>> START
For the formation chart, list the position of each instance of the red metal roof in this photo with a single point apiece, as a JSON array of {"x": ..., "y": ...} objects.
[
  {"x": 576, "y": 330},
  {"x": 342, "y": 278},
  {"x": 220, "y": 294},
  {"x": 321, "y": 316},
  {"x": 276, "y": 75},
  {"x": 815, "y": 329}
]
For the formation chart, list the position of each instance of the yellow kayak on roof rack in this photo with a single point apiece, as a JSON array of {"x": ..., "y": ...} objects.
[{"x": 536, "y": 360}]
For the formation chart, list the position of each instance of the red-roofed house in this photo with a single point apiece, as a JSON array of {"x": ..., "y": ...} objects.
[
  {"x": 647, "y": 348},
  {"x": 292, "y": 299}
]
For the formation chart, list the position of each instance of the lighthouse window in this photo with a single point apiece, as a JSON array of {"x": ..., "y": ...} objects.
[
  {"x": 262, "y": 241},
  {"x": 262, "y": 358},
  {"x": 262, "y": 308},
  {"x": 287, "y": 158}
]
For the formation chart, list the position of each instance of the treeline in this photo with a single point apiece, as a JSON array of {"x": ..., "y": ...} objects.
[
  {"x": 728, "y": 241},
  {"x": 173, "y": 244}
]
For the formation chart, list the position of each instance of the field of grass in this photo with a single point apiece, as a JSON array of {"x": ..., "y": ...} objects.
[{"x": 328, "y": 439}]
>> END
What is being asked: Copy all of the data above line for line, keeping every character, space, and line break unchanged.

Response to this exercise:
For the formation chart, list the position of each instance of the red metal roof in this photo with a single point apiece, as a JSON array of {"x": ..., "y": ...} objects.
[
  {"x": 576, "y": 330},
  {"x": 342, "y": 278},
  {"x": 220, "y": 294},
  {"x": 321, "y": 316},
  {"x": 276, "y": 75},
  {"x": 815, "y": 329}
]
For the formation chart, list the position of each instance of the yellow kayak on roof rack in this photo with a single point apiece, as a JSON array of {"x": ..., "y": ...} objects.
[{"x": 536, "y": 360}]
For the formation chart, list the position of each instance of the red-roofed house in this photo with a single point apiece, as a JSON array of {"x": ..., "y": ...} objects.
[
  {"x": 647, "y": 348},
  {"x": 292, "y": 299}
]
For the formation chart, list the position of each instance of the lighthouse window in this photo with a single point apiece, as a JSON array of {"x": ..., "y": ...} objects.
[
  {"x": 262, "y": 241},
  {"x": 262, "y": 358},
  {"x": 262, "y": 308},
  {"x": 287, "y": 158}
]
For the formation chart, list the position of each instance of the treeline in this photo with a single point apiece, as a JSON array of {"x": ..., "y": ...} objects.
[
  {"x": 728, "y": 241},
  {"x": 173, "y": 244}
]
For the formation chart, list the position of each instance of the field of grass in this photo with a single point apiece, as a JSON array of {"x": ..., "y": ...} objects.
[{"x": 328, "y": 439}]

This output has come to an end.